Your answer should be the line that contains "Identify each instance of the roof" and each line after it, restated word for word through the final line of the entries.

-------------------------

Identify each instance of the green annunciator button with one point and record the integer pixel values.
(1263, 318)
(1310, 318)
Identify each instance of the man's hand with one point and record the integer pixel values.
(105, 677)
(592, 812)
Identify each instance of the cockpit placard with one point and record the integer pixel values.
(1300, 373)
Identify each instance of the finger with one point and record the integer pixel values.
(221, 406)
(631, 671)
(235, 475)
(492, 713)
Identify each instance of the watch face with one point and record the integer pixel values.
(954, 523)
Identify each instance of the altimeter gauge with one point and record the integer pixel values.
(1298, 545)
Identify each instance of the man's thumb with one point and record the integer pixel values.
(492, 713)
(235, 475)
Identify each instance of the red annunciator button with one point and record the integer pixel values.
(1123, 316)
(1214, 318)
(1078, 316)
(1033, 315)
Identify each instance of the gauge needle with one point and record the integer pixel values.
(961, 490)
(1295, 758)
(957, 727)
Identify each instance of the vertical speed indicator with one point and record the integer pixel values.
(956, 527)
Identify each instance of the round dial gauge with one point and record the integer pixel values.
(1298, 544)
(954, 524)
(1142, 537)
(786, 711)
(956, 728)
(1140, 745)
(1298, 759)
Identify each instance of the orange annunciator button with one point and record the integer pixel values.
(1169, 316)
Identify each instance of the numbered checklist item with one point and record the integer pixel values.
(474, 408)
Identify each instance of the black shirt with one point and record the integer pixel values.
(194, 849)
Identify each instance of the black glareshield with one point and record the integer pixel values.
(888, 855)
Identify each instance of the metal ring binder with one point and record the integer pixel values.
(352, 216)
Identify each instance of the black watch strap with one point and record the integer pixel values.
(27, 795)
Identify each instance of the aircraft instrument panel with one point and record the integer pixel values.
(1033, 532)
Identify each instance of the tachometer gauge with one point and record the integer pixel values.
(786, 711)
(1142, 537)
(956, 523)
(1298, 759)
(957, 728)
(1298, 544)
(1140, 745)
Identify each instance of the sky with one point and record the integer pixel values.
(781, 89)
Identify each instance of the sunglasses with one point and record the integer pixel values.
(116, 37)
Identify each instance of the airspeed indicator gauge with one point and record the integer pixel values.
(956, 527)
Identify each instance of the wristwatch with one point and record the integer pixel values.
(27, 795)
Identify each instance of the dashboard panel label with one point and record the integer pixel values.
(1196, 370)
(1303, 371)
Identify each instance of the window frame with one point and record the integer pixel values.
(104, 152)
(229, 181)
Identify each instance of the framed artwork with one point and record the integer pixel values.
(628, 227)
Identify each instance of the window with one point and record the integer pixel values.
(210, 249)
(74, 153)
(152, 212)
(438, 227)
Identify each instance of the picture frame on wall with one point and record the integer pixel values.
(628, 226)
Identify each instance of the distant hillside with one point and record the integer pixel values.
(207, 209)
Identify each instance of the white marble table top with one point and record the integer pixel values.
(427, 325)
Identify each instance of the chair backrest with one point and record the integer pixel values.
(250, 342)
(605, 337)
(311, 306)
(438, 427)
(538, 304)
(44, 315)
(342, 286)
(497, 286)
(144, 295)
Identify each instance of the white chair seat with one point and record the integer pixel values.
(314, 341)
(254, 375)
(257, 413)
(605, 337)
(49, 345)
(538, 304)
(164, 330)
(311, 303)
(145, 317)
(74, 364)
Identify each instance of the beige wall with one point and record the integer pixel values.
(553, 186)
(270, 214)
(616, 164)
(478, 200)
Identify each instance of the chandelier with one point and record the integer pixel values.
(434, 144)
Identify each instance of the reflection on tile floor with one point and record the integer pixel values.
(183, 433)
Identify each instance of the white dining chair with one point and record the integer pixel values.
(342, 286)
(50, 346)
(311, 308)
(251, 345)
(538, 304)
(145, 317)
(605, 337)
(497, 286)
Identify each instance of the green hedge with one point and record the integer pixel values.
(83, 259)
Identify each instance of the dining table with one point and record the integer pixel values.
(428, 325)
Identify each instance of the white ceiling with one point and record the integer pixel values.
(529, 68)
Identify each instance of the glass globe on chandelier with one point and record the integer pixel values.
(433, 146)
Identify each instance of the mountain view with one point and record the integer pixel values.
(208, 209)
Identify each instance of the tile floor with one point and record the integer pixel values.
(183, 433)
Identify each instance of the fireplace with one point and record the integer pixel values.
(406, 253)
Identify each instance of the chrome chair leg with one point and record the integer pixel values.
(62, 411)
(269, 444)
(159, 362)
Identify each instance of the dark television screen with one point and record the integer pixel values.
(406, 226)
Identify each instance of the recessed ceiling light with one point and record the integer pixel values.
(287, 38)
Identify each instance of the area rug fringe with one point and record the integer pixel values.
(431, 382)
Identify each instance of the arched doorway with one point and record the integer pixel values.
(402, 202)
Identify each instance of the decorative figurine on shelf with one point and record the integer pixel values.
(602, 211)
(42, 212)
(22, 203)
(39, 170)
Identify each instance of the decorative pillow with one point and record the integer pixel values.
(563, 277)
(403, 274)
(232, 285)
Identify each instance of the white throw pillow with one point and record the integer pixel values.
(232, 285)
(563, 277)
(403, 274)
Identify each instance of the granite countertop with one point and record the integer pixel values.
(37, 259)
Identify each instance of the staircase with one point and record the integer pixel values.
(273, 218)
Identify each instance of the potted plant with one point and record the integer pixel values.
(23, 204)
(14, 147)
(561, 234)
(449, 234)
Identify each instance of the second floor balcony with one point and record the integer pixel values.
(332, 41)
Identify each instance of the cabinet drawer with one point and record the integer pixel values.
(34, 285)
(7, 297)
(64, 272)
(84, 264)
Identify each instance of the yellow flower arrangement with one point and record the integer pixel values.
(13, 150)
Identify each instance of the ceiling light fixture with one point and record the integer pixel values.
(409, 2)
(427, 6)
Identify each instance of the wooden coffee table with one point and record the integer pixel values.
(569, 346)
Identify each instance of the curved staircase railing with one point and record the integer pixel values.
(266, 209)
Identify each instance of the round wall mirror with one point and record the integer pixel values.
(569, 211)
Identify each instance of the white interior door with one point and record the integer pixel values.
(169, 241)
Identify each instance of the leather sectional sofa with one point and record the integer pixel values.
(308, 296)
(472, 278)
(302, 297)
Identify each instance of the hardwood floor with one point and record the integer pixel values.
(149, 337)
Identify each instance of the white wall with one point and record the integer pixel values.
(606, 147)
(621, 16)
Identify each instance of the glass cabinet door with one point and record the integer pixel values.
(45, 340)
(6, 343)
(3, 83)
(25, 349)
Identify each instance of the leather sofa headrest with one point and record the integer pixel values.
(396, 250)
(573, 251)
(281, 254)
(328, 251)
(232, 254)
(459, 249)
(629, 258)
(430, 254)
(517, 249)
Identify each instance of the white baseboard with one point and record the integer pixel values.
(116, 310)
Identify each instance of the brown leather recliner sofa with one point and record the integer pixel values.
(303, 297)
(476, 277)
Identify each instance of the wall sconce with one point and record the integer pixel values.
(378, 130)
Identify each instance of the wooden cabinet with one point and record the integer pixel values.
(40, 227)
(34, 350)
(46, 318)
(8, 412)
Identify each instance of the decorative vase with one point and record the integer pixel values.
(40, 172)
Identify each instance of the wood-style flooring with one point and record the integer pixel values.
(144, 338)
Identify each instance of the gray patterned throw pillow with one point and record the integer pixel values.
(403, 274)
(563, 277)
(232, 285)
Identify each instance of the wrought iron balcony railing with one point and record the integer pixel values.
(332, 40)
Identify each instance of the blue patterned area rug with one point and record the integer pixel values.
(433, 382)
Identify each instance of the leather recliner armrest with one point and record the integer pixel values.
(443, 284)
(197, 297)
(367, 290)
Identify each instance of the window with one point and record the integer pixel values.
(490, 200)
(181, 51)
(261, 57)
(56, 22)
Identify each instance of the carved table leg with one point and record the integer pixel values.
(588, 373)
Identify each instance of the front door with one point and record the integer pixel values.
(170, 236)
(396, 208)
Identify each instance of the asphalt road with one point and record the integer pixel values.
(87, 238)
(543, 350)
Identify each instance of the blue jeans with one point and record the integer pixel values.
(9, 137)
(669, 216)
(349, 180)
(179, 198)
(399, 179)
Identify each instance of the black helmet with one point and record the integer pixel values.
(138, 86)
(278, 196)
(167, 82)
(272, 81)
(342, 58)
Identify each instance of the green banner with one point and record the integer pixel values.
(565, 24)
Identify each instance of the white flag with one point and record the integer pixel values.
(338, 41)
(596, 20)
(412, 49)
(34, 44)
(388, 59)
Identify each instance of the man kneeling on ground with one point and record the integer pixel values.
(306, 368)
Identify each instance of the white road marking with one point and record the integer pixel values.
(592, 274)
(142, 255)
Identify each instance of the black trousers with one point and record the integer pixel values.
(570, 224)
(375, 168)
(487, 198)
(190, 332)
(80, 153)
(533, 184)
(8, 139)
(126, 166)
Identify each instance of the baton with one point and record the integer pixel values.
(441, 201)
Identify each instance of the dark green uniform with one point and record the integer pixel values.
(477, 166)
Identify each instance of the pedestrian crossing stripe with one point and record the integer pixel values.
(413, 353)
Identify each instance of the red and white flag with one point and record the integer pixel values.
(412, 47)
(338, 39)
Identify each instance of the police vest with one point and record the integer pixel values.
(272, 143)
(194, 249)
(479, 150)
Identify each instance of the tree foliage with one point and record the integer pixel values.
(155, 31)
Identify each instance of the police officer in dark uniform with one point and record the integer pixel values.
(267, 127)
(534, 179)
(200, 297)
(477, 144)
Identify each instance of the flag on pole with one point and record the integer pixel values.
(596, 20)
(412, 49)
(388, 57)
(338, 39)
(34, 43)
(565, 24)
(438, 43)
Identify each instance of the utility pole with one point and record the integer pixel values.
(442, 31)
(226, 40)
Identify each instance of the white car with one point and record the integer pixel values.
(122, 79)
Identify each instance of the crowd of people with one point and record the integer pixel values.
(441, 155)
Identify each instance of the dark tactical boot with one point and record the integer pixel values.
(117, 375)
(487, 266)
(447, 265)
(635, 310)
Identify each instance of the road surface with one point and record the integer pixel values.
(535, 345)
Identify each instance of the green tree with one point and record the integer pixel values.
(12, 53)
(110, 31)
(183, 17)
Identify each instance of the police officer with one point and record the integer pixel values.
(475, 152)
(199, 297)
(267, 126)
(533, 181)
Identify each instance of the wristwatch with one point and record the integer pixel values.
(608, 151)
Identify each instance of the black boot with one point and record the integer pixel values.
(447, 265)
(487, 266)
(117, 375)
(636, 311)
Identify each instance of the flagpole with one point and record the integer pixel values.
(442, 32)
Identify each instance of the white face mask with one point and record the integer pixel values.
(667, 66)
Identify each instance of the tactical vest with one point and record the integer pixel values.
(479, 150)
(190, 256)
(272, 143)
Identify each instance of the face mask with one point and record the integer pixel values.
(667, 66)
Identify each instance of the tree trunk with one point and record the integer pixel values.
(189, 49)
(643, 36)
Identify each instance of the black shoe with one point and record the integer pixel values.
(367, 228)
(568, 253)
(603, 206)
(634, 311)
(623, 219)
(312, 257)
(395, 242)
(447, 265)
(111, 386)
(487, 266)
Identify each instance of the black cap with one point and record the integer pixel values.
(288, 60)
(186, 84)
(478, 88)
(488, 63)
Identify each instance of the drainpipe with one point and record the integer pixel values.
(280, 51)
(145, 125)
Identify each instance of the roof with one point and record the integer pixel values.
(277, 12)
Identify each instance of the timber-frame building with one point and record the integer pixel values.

-------------------------

Written answer:
Identify each instance of the roof with one point and record the integer pixel values.
(277, 12)
Identify each instance of the timber-frame building with one point and record the integer pixel values.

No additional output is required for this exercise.